# Task 1:
Transcribe the part of the article on the trolling of Sushma Swaraj that opens with the words containing "Tweets attacked Swaraj" and closes with "gone under investigation.".
####################
The latest female public figure to be a victim of online abuse is Indian Foreign Minister Sushma Swaraj. Despite being a fierce lawmaker and actively involved in rescuing several Indians in trouble abroad, Swaraj finds herself at the receiving end of vicious trolling at home.
Tweets attacked Swaraj and her office for “appeasing Muslims and acting secular” because they speedily issued passports to a Muslim husband and his Hindu wife. The wife, Tanvi Seth, alleged that passport officer Vikas Misra had harassed her for marrying a Muslim and not changing her name, while he asked her husband to convert to Hinduism. Later it emerged that Seth’s marriage certificate bore a different name – Sadia Anas – and the matter has now gone under investigation.
Meanwhile, Misra, who was transferred for his actions, denied all allegations. The Twitter kangaroo court has already decided that Misra, a Hindu, was not guilty, and because the passport office speedily resolved an issue of an interfaith couple, it was “Muslim appeasement.”
That was too much for a communal crowd that used the word “secular” on Swaraj as if it’s an abusive slang word. However, the constitution of India, if of any relevance to these children of Hindu nationalism, holds the nation as secular, and its lawmakers are supposed to abide by these founding principles.
Silent treatment from BJP
Swaraj’s ordeal has been steadily ignored for more than a week by her colleagues and fellow political leaders – especially Prime Minister Narendra Modi and Bharatiya Janata Party (BJP) chief Amit Shah. The liberal voices questioned the “big two” for not condemning Swaraj’s abuse and right-wing communal trolls criticized them for not taking action against the minister.
While the opposition parties came out openly in Swaraj’s support, no statement was released by the party of her fellow ministers. Only Transport Minister Nitin Gadkari and Home Minister Rajnath Singh, when asked by media to comment on the issue, said it was wrong to troll Swaraj.
Swaraj, a prominent politician, has long been with the BJP. The silence can mean that the BJP doesn’t approve of Swaraj’s “secularism” either as they have to retain their voter base. Many of the trolls and hate-speech propagators on Twitter have claimed to be BJP supporters while attacking Swaraj and were disappointed that someone from the right-wing Hindu-nationalist party would aid Muslims.
The connections are not very vague. A Hindustan Times report said that as many as 41 BJP lawmakers “follow at least one of the accounts that tweeted out a message which Swaraj had liked to showcase trolling.” The report further added that Modi followed eight such accounts.
####################
# Task 2:
Pull out every line of the records that contains the string "jersey", treating uppercase and lowercase letters as different.
####################
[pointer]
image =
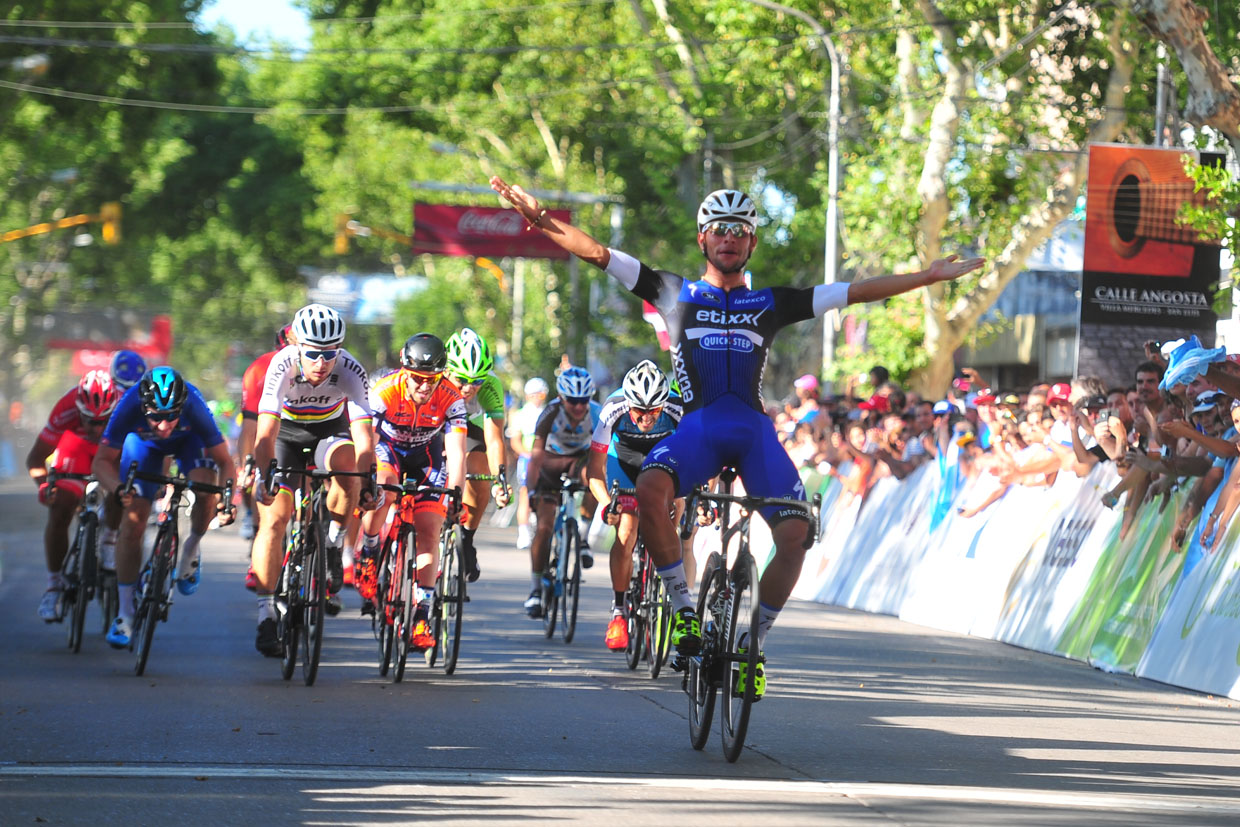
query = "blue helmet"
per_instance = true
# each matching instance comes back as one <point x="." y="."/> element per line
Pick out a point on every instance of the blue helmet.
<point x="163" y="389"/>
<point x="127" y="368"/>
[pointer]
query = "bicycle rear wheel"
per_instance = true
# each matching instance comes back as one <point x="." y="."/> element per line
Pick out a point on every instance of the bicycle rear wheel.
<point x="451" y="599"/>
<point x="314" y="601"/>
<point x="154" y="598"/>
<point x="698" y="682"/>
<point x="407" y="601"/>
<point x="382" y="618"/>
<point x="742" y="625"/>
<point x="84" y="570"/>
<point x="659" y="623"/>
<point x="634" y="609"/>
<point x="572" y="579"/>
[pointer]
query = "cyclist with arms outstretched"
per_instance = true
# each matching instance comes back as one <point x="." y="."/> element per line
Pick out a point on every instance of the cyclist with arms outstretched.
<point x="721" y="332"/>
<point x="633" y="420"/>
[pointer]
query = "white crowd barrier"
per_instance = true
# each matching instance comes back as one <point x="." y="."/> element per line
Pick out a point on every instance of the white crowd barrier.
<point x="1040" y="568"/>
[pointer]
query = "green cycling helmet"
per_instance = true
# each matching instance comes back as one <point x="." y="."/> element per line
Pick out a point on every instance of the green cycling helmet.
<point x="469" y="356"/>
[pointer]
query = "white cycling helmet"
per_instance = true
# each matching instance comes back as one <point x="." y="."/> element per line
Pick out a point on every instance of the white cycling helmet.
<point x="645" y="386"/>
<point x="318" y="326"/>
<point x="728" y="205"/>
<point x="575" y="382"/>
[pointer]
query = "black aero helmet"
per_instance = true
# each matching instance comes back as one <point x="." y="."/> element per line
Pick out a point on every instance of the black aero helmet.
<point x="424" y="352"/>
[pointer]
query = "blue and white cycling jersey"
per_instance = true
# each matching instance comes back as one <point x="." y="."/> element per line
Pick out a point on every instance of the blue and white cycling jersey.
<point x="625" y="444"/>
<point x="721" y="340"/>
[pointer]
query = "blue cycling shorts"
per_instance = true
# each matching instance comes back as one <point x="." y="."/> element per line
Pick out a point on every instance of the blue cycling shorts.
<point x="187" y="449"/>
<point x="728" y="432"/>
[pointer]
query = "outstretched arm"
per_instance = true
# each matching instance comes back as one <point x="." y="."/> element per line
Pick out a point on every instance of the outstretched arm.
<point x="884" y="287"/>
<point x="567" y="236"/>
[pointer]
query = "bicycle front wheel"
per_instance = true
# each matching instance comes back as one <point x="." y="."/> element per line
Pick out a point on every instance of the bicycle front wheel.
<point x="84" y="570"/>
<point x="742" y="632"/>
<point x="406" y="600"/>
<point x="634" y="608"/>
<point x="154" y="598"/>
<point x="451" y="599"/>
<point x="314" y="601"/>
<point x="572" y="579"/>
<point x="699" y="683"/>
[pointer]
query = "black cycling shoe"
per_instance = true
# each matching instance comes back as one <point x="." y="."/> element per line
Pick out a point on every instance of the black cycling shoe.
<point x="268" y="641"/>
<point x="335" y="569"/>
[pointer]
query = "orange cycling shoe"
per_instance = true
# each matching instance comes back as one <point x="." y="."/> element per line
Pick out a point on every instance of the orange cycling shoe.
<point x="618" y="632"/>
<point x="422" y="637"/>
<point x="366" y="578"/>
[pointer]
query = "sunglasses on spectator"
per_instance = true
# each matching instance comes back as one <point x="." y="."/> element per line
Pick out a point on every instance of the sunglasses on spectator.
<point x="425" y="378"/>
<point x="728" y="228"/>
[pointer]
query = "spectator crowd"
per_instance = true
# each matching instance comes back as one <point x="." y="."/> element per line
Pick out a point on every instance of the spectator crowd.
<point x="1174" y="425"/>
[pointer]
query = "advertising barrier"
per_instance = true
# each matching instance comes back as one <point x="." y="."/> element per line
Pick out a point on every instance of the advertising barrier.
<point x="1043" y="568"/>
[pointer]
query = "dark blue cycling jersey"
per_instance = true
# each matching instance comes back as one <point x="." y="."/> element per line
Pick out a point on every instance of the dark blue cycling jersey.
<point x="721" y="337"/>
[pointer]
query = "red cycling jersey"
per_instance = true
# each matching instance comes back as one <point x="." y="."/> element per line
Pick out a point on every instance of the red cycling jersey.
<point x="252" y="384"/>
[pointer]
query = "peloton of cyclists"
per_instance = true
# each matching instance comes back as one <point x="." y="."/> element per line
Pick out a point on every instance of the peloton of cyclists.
####################
# Complete answer 1:
Tweets attacked Swaraj and her office for “appeasing Muslims and acting secular” because they speedily issued passports to a Muslim husband and his Hindu wife. The wife, Tanvi Seth, alleged that passport officer Vikas Misra had harassed her for marrying a Muslim and not changing her name, while he asked her husband to convert to Hinduism. Later it emerged that Seth’s marriage certificate bore a different name – Sadia Anas – and the matter has now gone under investigation.

# Complete answer 2:
query = "blue and white cycling jersey"
Pick out a point on every instance of the blue and white cycling jersey.
query = "dark blue cycling jersey"
Pick out a point on every instance of the dark blue cycling jersey.
query = "red cycling jersey"
Pick out a point on every instance of the red cycling jersey.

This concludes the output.